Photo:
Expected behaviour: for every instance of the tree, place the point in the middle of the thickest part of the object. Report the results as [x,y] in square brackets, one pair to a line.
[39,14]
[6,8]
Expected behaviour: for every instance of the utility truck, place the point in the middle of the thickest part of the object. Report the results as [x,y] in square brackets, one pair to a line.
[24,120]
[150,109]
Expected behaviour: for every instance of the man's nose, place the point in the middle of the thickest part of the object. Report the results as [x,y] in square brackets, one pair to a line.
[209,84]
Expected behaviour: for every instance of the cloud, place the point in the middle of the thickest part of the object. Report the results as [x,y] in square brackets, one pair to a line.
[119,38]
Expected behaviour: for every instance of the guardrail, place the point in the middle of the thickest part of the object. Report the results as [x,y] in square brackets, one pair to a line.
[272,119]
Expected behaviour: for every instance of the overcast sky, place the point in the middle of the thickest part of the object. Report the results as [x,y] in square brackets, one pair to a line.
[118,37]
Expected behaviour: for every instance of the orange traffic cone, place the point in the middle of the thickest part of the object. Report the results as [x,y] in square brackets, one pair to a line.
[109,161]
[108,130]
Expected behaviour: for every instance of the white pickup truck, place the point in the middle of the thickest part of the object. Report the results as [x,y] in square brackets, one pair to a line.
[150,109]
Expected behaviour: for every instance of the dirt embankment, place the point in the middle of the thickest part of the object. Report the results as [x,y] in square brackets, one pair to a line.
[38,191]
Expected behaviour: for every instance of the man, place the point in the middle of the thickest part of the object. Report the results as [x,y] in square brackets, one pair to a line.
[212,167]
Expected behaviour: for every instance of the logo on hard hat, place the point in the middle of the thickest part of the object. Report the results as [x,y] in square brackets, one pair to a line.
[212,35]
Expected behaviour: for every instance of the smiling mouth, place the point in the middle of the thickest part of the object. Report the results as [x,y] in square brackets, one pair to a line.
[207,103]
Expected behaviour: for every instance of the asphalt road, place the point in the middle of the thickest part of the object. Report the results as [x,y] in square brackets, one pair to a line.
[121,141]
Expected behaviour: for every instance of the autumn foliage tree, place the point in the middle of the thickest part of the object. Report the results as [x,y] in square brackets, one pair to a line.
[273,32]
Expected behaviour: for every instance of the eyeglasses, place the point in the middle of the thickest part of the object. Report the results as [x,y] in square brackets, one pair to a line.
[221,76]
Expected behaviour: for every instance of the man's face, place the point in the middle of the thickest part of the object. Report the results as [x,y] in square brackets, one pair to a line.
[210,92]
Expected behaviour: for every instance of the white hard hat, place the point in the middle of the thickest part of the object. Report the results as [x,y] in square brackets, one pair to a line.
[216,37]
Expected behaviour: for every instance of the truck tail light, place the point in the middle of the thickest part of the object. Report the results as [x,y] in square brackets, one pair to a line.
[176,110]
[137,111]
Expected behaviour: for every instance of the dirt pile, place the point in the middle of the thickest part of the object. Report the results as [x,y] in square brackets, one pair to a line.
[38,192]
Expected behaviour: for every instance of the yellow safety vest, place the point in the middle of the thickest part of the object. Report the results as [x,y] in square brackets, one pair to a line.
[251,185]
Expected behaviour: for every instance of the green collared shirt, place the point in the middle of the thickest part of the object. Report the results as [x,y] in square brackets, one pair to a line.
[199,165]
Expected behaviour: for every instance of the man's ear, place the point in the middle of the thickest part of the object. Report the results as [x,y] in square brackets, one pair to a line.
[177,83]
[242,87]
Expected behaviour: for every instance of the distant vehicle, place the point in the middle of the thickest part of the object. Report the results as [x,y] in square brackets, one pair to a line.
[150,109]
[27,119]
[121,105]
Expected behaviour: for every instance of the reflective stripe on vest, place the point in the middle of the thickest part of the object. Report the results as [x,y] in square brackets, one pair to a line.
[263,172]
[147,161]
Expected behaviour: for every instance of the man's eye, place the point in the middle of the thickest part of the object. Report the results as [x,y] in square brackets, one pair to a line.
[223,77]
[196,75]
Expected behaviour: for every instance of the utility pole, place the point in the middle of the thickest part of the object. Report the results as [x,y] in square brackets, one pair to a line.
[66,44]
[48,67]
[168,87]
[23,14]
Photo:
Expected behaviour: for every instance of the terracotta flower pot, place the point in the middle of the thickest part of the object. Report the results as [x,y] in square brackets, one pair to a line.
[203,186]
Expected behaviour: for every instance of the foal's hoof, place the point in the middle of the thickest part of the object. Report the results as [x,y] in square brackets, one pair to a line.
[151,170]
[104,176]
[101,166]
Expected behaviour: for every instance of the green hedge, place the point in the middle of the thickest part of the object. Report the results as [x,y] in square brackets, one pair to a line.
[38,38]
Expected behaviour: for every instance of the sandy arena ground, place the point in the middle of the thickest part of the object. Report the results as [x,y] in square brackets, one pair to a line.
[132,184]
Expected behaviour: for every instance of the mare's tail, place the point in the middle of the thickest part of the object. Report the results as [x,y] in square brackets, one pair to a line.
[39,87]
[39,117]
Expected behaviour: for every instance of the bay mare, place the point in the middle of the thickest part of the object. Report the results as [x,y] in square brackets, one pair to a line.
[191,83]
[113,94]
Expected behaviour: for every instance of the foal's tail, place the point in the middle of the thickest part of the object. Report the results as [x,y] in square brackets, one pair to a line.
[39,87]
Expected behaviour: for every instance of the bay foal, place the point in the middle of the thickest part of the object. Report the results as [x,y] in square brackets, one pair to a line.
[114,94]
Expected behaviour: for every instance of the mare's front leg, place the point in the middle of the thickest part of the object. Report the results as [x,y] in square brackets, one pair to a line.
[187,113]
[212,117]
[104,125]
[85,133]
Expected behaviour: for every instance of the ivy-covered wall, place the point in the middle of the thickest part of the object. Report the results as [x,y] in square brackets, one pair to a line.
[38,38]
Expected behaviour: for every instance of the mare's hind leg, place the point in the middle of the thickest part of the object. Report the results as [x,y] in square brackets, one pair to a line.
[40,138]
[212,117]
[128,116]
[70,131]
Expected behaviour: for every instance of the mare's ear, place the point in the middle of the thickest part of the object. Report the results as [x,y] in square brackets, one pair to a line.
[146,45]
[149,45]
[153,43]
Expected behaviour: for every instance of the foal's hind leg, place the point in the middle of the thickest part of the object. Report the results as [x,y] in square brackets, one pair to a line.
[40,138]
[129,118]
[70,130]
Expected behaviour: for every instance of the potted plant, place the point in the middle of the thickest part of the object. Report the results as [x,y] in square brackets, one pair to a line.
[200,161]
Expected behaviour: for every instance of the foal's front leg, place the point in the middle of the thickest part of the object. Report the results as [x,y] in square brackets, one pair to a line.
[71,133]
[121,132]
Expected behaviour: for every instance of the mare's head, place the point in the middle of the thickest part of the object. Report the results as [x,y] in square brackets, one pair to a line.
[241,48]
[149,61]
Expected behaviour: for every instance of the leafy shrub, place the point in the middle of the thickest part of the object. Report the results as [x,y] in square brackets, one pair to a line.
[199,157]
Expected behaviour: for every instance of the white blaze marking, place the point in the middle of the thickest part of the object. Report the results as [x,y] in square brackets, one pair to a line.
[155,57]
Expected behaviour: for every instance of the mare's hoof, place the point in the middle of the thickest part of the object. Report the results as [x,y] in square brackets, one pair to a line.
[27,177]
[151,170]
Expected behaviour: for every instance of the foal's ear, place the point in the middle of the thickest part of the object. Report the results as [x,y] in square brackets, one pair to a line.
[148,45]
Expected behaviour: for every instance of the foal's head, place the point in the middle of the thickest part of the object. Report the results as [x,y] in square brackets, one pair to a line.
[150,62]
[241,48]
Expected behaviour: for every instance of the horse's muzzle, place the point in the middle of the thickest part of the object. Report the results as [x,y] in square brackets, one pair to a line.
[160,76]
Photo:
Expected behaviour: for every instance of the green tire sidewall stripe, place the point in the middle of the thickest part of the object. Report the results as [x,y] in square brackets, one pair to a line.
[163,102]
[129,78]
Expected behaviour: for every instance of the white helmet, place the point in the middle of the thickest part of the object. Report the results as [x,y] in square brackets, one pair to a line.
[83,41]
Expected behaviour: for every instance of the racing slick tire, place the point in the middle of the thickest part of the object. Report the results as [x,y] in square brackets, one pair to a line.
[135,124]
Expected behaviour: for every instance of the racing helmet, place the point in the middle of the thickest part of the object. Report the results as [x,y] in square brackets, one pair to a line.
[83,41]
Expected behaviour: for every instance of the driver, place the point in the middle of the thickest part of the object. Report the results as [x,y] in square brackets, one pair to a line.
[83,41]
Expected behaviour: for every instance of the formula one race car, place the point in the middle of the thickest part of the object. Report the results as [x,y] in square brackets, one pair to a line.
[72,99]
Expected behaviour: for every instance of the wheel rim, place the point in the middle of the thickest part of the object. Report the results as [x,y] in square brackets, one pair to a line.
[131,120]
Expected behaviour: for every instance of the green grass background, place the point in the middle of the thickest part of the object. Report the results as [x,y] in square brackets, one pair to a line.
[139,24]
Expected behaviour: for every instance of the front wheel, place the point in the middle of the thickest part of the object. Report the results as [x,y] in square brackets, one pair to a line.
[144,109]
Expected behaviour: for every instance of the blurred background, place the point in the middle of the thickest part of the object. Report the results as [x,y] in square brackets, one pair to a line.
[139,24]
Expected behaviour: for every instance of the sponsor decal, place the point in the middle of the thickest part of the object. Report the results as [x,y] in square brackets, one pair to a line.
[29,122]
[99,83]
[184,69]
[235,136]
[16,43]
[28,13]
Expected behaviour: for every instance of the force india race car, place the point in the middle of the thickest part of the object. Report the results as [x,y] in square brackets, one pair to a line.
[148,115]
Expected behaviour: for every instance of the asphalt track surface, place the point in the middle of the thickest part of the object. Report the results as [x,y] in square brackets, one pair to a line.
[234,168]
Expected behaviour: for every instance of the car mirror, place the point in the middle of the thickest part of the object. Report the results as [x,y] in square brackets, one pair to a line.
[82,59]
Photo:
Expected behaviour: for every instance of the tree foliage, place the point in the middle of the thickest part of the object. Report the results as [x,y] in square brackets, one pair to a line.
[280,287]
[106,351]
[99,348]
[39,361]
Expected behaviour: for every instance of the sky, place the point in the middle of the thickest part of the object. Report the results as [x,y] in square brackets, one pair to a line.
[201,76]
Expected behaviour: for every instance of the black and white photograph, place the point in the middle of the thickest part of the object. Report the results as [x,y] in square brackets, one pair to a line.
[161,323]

---*---

From the line containing "Expected behaviour: for every instance of the sky, place" through the final line of the listing above, retype every line exactly; leave out everything else.

Expected behaviour: for every instance of the sky, place the point in the middle of the thickest part of the object. Report the results as [x,y] in square brackets, one pair to a line.
[201,76]
Expected behaviour: for every instance of the black and white photograph, place the point in the middle of the thickest part of the object. Report the results as [x,y] in square brackets, one pair to a line.
[161,323]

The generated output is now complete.